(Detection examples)
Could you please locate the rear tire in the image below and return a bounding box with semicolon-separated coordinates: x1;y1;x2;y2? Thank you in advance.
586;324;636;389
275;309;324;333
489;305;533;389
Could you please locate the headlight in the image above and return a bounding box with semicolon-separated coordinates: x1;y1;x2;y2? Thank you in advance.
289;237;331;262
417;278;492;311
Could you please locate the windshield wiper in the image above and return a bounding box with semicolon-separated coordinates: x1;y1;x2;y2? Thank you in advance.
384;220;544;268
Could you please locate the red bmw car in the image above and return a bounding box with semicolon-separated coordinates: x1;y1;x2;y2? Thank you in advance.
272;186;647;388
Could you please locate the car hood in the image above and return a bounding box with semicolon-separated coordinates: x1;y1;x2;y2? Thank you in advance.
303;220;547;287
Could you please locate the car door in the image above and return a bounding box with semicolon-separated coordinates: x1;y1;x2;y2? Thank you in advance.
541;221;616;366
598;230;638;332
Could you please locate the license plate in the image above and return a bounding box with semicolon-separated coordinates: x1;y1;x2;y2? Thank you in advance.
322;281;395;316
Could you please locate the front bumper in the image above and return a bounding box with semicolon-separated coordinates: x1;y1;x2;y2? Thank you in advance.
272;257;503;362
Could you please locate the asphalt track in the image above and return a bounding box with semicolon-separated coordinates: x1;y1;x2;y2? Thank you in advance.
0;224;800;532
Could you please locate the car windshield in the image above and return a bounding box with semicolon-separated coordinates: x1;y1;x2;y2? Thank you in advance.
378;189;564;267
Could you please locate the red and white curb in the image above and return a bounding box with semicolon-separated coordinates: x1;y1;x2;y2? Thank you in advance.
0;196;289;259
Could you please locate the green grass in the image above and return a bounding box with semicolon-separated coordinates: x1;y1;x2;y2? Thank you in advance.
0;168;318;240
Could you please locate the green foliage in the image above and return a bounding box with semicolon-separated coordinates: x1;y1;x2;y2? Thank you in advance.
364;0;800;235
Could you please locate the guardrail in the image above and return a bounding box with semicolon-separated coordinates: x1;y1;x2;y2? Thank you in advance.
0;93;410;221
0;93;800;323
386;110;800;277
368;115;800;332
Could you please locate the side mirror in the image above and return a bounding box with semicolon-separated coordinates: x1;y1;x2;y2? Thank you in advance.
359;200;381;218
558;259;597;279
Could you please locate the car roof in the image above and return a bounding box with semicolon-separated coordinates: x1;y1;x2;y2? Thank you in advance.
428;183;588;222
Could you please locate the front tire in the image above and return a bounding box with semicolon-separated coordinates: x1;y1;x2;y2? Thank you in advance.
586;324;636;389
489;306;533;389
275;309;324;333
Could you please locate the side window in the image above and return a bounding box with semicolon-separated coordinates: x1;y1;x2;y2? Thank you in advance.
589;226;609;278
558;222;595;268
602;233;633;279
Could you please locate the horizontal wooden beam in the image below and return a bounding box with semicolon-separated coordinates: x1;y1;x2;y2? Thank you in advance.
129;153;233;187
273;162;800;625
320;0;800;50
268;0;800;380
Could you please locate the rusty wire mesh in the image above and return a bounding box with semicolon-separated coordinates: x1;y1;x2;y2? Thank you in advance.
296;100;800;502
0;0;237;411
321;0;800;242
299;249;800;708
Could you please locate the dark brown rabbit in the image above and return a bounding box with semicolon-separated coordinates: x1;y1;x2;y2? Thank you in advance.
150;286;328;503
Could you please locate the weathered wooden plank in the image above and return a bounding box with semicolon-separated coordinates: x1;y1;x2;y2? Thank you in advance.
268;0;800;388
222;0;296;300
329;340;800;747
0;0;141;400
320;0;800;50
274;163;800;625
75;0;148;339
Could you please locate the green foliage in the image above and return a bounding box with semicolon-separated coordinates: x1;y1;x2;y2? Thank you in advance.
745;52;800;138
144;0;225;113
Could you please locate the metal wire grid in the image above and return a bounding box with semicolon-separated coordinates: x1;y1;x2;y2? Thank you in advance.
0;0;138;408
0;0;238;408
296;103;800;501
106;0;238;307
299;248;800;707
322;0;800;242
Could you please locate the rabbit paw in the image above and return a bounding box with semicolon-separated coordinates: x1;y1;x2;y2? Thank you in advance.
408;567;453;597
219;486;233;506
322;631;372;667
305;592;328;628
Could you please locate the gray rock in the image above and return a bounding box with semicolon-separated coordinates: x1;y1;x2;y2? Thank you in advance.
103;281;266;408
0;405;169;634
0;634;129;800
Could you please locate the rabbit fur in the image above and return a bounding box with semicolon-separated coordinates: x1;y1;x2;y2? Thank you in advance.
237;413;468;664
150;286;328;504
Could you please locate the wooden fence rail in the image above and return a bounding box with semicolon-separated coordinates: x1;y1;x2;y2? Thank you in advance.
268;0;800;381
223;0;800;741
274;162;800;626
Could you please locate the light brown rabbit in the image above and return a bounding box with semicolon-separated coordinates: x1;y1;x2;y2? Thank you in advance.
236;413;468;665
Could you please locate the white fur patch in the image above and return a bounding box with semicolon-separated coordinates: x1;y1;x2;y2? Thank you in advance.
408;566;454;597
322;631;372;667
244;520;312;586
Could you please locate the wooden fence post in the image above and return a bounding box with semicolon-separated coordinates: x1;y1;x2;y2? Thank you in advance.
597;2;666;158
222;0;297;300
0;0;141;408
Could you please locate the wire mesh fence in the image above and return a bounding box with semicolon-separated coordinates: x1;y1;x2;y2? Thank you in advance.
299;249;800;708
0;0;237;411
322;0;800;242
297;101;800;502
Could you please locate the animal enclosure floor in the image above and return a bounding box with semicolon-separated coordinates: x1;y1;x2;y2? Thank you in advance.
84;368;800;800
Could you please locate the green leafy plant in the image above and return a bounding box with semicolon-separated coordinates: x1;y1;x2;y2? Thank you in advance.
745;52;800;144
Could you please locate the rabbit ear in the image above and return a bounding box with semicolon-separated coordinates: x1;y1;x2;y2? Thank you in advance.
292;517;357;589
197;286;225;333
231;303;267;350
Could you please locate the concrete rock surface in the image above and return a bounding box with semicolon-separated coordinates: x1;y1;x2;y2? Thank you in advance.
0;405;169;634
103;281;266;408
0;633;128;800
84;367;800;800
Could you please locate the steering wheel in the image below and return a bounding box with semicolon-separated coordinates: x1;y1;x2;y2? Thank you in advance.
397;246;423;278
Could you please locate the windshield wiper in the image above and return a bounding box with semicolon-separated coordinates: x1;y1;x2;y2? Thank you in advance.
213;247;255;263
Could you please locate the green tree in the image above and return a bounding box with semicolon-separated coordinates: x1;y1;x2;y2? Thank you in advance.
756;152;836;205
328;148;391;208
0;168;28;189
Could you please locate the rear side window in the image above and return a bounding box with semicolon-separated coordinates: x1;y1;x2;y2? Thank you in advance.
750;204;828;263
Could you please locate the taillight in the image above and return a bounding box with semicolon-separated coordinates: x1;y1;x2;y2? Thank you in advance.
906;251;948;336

PROBLEM DESCRIPTION
Can you rewrite all of the rows above with "bounding box" replaced by "rectangular region" everywhere it occurs, keeping everything else unchanged?

SOLUTION TO THIS TASK
Could you please locate the rear tire in the image below and return a rectangular region with semicolon-separated coordinates: x1;y1;x2;y2? Thank you in advance.
586;324;636;389
275;309;324;333
489;305;533;389
Could you please locate the headlight in the image above and return a rectangular region with semicolon-separated coordinates: x1;y1;x2;y2? Thank you in advance.
289;237;331;262
417;278;492;311
Could you please locate the windshield wiper in the image above and return a rectangular region with semicolon-separated coordinates: x1;y1;x2;y2? Thank you in advance.
384;220;544;268
Could you please locate the red bmw car in the image above and return a rectangular region with semicolon-separated coordinates: x1;y1;x2;y2? Thank you in advance.
272;186;647;388
Could you please locate the car hood in the image above and return a rectangular region with semicolon-separated coordinates: x1;y1;x2;y2? Thank you in advance.
303;220;547;287
Could you please locate the car door in the image above and return a rectangular region with semicolon-separated coordinates: x1;y1;x2;y2? Thank you in advance.
541;221;616;366
598;230;638;332
Could you please locate the license plate in the image above and return a rectangular region with semicolon-separated coordinates: x1;y1;x2;y2? Thank you in advance.
322;281;395;316
Could you please locate the front bumper in the image above and return a rectangular region with semicolon-separated coordinates: x1;y1;x2;y2? Thank you in advance.
272;257;503;362
Could you please locate the asphalt track in the image above and return a rectangular region with semicolon-separated coordinates: x1;y1;x2;y2? Thank you in advance.
0;224;800;532
Could you please locate the car windshield in the image above and return a rectangular region with semicolon-separated coordinates: x1;y1;x2;y2? Thank you in advance.
378;189;564;267
Could you please locate the red and white curb in the image above and return a rectangular region with semicolon-separated coordinates: x1;y1;x2;y2? Thank you in advance.
0;196;289;259
Could you please locate the green grass in the image above and return a rectangular region with semicolon-separated coordinates: x1;y1;x2;y2? Thank you in advance.
0;168;318;240
Could you please locate the green foliage in the image above and return a rectangular region with semicolon-separated coordinates: x1;y1;x2;y2? Thank you in advance.
364;0;800;235
Could you please locate the guardrail in the image above and return a rectangular region with semicolon-separated coordinates: x1;y1;x2;y2? Thank you in advance.
0;93;410;221
0;93;800;323
386;110;800;277
368;115;800;332
Could you please locate the side mirror in the image above and return a rectangular region with semicolon-separated coordinates: x1;y1;x2;y2? Thank you in advance.
359;200;381;218
558;259;597;279
Could you please locate the car roof in the image above and return a rectangular region with semicolon-separated coordinates: x1;y1;x2;y2? Thank you in advance.
428;183;588;222
Could you please locate the front tire in the image above and return a rectangular region with semicolon-separated coordinates: x1;y1;x2;y2? Thank you in advance.
586;324;636;389
489;306;533;389
275;309;324;333
Could you please locate the side window in the image above and return a rectangular region with semicolon-separated coordinates: x1;y1;x2;y2? Thank you in advance.
589;226;609;278
558;222;595;268
602;233;633;279
Could you please locate the horizontal wooden beam in the image below and return a rectangular region with semicolon-separated coordinates: x1;y1;x2;y2? Thank you in advance.
129;153;233;187
273;162;800;625
320;0;800;50
268;0;800;380
Could you please locate the rusty wire mesh in the image above and return a rectangular region with semicolon-separated coordinates: x1;y1;x2;y2? Thank you in advance.
296;100;800;502
0;0;237;411
321;0;800;242
299;249;800;708
Could you please locate the dark brown rabbit in the image above and return a rectangular region with semicolon-separated coordinates: x1;y1;x2;y2? Thank you in advance.
150;286;328;503
Could you please locate the weathered wooden plank in the image above and return a rectangular region with semicolon-separated coordinates: x1;y1;x2;y2? Thank you in advance.
268;0;800;388
222;0;296;300
329;340;800;747
0;0;141;400
320;0;800;50
274;163;800;625
75;0;148;339
Could you please locate the green foliage in the image above and return a rectangular region with semicolon-separated coordinates: x1;y1;x2;y2? Thank you in advance.
745;52;800;138
144;0;225;113
Could you please locate the metal wire grid in the image above and return a rectangular region with semicolon-separated coordinates: x1;y1;x2;y2? Thank you in advance.
0;0;138;408
0;0;238;408
296;103;800;501
106;0;238;307
299;248;800;707
322;0;800;242
Could you please locate the rabbit paw in the image above and return a rectangular region with semicolon-separated coordinates: x1;y1;x2;y2? Thank you in advance.
408;567;453;597
219;486;233;506
322;631;372;667
305;592;328;628
Could you please locate the gray rock in the image above and return a rectangular region with semicolon-separated coordinates: x1;y1;x2;y2? Thank you in advance.
103;281;266;408
0;405;169;634
0;634;129;800
Could you please locate the rabbit fur in the image above and return a rectangular region with semicolon-separated coordinates: x1;y1;x2;y2? Thank you in advance.
237;413;468;664
150;286;328;504
Could you please locate the wooden fence rail in the image above and return a rectangular region with semicolon-separated coordinates: x1;y1;x2;y2? Thank you in advance.
268;0;800;381
223;0;800;741
274;162;800;626
Could you please locate the light brown rabbit in the image above and return a rectangular region with semicolon-separated coordinates: x1;y1;x2;y2? Thank you in advance.
236;413;468;665
Could you please locate the white fur patch in the image above and return a rectangular region with semicolon-separated coordinates: x1;y1;x2;y2? Thank you in advance.
408;566;454;597
322;631;372;667
244;520;312;586
Could you please locate the wooden fence post in the image above and return a rectangular region with semicolon-separated coordinates: x1;y1;x2;y2? Thank you in advance.
597;2;666;158
222;0;297;300
0;0;141;408
Could you please locate the wire mesh fence in the image above and return a rectangular region with semicolon-separated coordinates: x1;y1;x2;y2? Thank you in advance.
299;249;800;708
0;0;237;411
322;0;800;242
297;101;800;502
Could you please locate the animal enclosure floor in the image above and return a rectangular region with semicolon-separated coordinates: x1;y1;x2;y2? Thank you in advance.
84;368;800;800
Could you please locate the green leafy plant in the image above and return a rectangular region with semicolon-separated coordinates: x1;y1;x2;y2? Thank you in advance.
745;52;800;144
Could you please locate the rabbit ear in the image above and return a rectangular region with semicolon-separated coordinates: x1;y1;x2;y2? Thank you in advance.
292;517;357;589
197;286;225;333
231;303;267;350
Could you please locate the concrete rock surface in the image above and return a rectangular region with semicolon-separated coordinates: x1;y1;x2;y2? Thank you in advance.
0;405;169;634
103;281;266;408
0;633;128;800
84;367;800;800
Could you please locate the steering wheel in the image below and return a rectangular region with semicolon-separated coordinates: x1;y1;x2;y2? Thank you in advance.
397;246;423;278
Could you please locate the windshield wiper in the image above and return a rectangular region with semicolon-separated coordinates: x1;y1;x2;y2? Thank you in advance.
213;247;255;263
Could you please locate the green tree in the image above and return a rectangular region with semicolon-separated coordinates: x1;y1;x2;y2? Thank you in advance.
756;152;836;205
328;148;391;208
0;168;28;189
Could you please locate the rear side window in the image above and return a rectangular region with semicolon-separated coordinates: x1;y1;x2;y2? Thank you in advance.
750;204;828;263
Could you please locate the taillight in the image above and return a rectangular region with semicolon-separated coordinates: x1;y1;x2;y2? Thank you in advance.
906;251;948;336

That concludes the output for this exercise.